## Texte à lire

:::::

Le mois dernier, SpaceX a pu lancer un dernier lot de satellites Starlink, portant à un peu moins de 800 le nombre total d’engins désormais en orbite. La société a donc atteint le minimum requis pour assurer la couverture réseau de l’Amérique du Nord. Les tests ne se sont pas fait attendre : le service d’accès à Internet par satellite vient d’être activé en version bêta et les premiers retours sont plutôt positifs.
Le projet Starlink a été initié en 2015. À terme, SpaceX prévoit de maintenir 42’000 satellites en orbite basse (à 550 km) pour proposer un accès Internet haut débit à toute la planète — notamment aux zones rurales, moins densément peuplées, qui sont aujourd’hui peu ou mal desservies par les fournisseurs d’accès à Internet traditionnels.
Un service fiable et performant
Le service coûte actuellement 99$ par mois, auxquels s’ajoutent des frais de mise en service de 499$ (comprenant un terminal, une antenne sur trépied et un routeur Wi-Fi). Il est pour le moment réservé aux foyers situés au nord des États-Unis et au sud du Canada (entre 44° et 52° de latitude précisément). SpaceX avait au préalable averti les utilisateurs que le débit serait certainement modéré pendant la phase de test, de l’ordre de 50 à 150 Mb/s, avec une latence de 20 à 40 ms.
Pourtant, la bêta publique du service, baptisée Better Than Nothing Beta par la firme, s’avère déjà plus performante qu’annoncé. Certains utilisateurs rapportent des débits qui sont plus rapides que ceux dont disposent 95% des internautes américains (d’après les données du Speedtest d’Ookla, un service qui évalue les performances des accès à Internet). Un bêta-testeur d’une zone rurale du Montana rapporte ainsi un débit de 174 Mb/s en téléchargement. « Starlink va changer le jeu pour toujours », écrit-il sur Reddit. Des performances corroborées par un autre utilisateur de Seattle, qui rapporte un débit de 161 Mb/s.
Un utilisateur de Reddit a compilé tous les débits rapportés par les utilisateurs (captures d’écran à l’appui) : les vitesses les plus élevées enregistrées sont de 203 Mb/s en téléchargement (download) et 45 Mb/s en téléversement (upload) ; en matière de latence, la plus faible relevée est de 18 ms. La plupart des bêta-testeurs du service bénéficient d’un débit se situant dans la tranche annoncée par SpaceX. L’un d’entre eux, FourthEchelon19, rapporte avoir diffusé une vidéo 1440p et 4K en streaming sur YouTube avec une mise en mémoire tampon nulle.
À noter que l’accès Internet fourni par Starlink s’interrompt pendant 10 à 15 secondes toutes les quelques minutes — un problème prévu par SpaceX et auquel les utilisateurs devaient s’attendre. Ces coupures devraient néanmoins disparaître à mesure que d’autres satellites viendront compléter la « constellation » de la firme et que d’autres stations terrestres seront installées. La société a également annoncé que d’ici l’été 2021, le service atteindra une latence comprise entre 16 et 19 ms.

:::::

## Extrait des données

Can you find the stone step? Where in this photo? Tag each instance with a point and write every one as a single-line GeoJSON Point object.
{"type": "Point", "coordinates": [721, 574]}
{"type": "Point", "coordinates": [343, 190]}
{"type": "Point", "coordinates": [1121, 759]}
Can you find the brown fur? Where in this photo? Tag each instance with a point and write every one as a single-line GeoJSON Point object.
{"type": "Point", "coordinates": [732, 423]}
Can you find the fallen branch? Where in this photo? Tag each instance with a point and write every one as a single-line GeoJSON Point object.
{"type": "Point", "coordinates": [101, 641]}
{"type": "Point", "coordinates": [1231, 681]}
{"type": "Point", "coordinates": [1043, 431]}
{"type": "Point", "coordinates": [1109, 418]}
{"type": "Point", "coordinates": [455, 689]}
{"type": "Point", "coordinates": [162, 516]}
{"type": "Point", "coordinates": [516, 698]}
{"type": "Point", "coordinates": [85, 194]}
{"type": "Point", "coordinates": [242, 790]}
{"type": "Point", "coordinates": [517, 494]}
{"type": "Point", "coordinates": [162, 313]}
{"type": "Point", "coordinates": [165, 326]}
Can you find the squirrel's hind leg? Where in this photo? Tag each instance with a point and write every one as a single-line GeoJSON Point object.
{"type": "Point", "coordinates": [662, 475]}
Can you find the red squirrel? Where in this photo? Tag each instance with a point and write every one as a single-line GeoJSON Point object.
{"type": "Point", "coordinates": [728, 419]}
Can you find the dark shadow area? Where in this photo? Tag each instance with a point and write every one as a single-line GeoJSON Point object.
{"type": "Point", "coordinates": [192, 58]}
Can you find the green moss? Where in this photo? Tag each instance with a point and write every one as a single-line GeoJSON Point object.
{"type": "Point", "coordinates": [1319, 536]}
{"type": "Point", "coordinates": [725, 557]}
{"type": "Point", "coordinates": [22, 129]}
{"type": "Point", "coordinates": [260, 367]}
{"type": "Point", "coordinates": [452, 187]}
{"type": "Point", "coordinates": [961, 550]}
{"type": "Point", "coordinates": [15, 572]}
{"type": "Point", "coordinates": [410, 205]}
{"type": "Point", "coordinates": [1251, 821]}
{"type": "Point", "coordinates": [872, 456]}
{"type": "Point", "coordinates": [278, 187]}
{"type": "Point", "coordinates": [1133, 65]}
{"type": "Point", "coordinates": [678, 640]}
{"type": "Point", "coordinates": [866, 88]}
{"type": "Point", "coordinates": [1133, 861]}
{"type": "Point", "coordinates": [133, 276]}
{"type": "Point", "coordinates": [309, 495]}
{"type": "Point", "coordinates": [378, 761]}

:::::

## Consignes
• 1. Résumez l'article sur Starlink en deux phrases.
• 2. Recopiez fidèlement le passage de l'article sur Starlink qui va de « À noter que » jusqu'à « 16 et 19 ms. ».
• 3. Dans l'article sur Starlink, quels équipements les frais de mise en service comprennent-ils ? Donnez-les tous.

## Réponses par consigne
• 1. SpaceX a lancé un dernier lot de satellites Starlink, atteignant ainsi le minimum requis pour couvrir l'Amérique du Nord, et son service d'accès à Internet par satellite est désormais en bêta pour 99$ par mois, plus 499$ de frais de mise en service. Les bêta-testeurs relèvent des débits parfois supérieurs à ceux annoncés, jusqu'à 203 Mb/s en téléchargement, malgré des coupures de 10 à 15 secondes toutes les quelques minutes, qui devraient disparaître avec l'ajout de satellites et de stations terrestres.

• 2.
À noter que l’accès Internet fourni par Starlink s’interrompt pendant 10 à 15 secondes toutes les quelques minutes — un problème prévu par SpaceX et auquel les utilisateurs devaient s’attendre. Ces coupures devraient néanmoins disparaître à mesure que d’autres satellites viendront compléter la « constellation » de la firme et que d’autres stations terrestres seront installées. La société a également annoncé que d’ici l’été 2021, le service atteindra une latence comprise entre 16 et 19 ms.

• 3. Un terminal, une antenne sur trépied et un routeur Wi-Fi.